# WHAT TO PRODUCE:
Look through the listing underneath for "single", and copy every line that has it.

# ENTRIES PROVIDED:
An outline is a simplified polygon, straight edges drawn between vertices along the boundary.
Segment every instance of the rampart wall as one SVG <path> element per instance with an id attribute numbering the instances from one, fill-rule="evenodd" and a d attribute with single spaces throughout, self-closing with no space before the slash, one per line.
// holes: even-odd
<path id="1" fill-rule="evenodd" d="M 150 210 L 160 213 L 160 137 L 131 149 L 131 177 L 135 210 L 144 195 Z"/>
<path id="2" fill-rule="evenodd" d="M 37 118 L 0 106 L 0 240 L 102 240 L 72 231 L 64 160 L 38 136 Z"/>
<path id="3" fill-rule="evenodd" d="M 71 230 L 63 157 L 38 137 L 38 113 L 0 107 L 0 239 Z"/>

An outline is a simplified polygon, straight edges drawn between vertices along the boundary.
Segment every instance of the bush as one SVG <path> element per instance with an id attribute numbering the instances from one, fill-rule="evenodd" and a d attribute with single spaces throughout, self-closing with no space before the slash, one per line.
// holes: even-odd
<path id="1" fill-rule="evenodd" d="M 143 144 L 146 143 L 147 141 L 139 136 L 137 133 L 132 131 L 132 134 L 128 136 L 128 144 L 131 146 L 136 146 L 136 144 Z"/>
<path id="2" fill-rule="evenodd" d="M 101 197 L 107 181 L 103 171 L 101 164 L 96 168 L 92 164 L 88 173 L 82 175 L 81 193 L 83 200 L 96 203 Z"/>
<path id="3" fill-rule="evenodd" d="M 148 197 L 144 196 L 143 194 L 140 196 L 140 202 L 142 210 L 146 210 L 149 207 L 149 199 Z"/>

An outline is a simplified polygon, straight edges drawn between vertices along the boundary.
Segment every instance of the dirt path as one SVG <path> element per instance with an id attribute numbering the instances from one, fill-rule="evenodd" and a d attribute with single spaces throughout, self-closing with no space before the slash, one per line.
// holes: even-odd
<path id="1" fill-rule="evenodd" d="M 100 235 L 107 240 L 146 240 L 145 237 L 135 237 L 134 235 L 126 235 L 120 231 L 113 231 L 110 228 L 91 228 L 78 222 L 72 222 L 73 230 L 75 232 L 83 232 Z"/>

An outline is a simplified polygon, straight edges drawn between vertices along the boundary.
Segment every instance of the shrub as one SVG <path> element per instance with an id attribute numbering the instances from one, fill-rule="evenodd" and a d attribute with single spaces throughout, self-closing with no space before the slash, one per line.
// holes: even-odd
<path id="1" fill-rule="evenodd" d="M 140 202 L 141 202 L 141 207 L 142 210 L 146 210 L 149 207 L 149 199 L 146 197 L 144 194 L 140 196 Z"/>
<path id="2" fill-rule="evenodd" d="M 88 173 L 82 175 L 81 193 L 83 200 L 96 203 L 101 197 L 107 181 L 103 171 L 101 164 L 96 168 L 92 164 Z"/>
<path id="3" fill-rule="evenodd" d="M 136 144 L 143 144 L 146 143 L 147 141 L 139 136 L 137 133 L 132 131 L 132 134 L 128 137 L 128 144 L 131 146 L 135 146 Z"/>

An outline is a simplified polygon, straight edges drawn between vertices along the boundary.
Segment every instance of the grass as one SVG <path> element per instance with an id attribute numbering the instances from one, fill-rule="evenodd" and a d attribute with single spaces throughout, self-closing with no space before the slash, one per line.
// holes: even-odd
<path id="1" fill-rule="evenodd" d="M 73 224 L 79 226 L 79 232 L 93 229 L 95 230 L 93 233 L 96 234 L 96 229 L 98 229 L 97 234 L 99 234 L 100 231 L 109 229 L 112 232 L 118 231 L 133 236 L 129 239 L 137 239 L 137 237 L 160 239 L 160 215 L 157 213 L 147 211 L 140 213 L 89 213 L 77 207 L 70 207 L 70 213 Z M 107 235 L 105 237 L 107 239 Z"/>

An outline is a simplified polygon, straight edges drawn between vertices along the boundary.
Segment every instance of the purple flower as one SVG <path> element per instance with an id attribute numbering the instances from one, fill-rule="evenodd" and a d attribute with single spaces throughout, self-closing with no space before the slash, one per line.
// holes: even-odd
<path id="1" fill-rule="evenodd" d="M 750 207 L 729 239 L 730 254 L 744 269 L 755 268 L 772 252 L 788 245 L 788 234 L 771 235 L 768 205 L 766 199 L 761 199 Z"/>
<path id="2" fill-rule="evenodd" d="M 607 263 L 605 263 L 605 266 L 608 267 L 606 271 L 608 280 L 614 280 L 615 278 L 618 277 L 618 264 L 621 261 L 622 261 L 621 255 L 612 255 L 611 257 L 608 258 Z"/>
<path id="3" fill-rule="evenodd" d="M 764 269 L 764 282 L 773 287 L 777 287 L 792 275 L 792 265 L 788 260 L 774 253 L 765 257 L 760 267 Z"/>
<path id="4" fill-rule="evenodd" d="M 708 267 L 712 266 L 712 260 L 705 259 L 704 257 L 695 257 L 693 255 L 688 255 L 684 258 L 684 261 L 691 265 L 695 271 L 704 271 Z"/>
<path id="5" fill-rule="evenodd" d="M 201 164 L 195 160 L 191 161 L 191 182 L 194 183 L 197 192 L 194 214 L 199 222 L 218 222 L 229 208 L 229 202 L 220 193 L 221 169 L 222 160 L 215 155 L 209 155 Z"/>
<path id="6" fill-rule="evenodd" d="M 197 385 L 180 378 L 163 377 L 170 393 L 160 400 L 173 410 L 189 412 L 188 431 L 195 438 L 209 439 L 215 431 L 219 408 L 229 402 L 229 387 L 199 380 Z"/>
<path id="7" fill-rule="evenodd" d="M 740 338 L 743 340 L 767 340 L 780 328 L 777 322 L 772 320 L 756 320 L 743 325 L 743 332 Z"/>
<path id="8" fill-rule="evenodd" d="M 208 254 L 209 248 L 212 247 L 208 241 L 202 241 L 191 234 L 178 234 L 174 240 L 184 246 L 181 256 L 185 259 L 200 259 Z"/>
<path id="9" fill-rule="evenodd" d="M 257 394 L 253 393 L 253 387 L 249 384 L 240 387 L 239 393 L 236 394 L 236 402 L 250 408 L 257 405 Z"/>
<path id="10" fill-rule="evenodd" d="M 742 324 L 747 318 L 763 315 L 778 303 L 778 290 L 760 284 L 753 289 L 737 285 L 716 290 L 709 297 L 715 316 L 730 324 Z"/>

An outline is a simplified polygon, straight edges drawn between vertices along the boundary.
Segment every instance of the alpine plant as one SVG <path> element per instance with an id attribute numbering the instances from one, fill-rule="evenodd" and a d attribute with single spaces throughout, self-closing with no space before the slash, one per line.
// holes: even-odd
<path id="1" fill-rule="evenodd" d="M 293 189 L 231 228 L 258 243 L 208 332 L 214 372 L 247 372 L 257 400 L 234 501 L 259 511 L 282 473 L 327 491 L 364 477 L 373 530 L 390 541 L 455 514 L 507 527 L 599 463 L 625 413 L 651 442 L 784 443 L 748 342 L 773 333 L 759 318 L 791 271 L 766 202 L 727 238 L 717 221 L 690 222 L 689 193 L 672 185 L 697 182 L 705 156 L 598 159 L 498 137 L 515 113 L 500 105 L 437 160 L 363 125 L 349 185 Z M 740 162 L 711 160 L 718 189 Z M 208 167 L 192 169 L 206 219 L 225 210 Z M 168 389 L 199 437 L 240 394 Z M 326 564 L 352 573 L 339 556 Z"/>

# ANSWER TO THIS PROBLEM:
Segment every instance of the rampart wall as one SVG <path> element per instance with an id attribute numbering the instances from one, fill-rule="evenodd" and a d attribute with single spaces throughout, self-closing with no space before the slash, one per line.
Segment every instance of the bush as one SVG <path> element per instance with an id attribute numbering the instances from one, fill-rule="evenodd" and a d attribute with single spaces throughout, self-closing with no space before the slash, one per line.
Segment every instance of the dirt path as one SVG <path> element per instance with an id attribute numbering the instances from one, fill-rule="evenodd" and a d attribute with single spaces throughout, self-closing with no space before the slash, one per line.
Segment every instance of the shrub as one SVG <path> element per instance with an id attribute numbering the instances from one, fill-rule="evenodd" and a d attribute with single spaces throughout, self-closing with no space before the slash, one per line.
Segment every instance of the grass as one SVG <path> element per instance with an id attribute numbering the instances from one, fill-rule="evenodd" and a d attribute with single spaces throughout, self-closing with no space before the slash, one per line.
Segment every instance of the purple flower as one SVG <path> element per instance with an id attribute numbering the instances from one, fill-rule="evenodd" and a d attribute with single spaces throughout, self-closing with no space before the slash, one per line.
Segment every instance of the alpine plant as one SVG <path> element per instance with an id attribute numbering the instances from one, fill-rule="evenodd" and a d attribute with single spaces throughout, self-closing with no space before the slash, one per line.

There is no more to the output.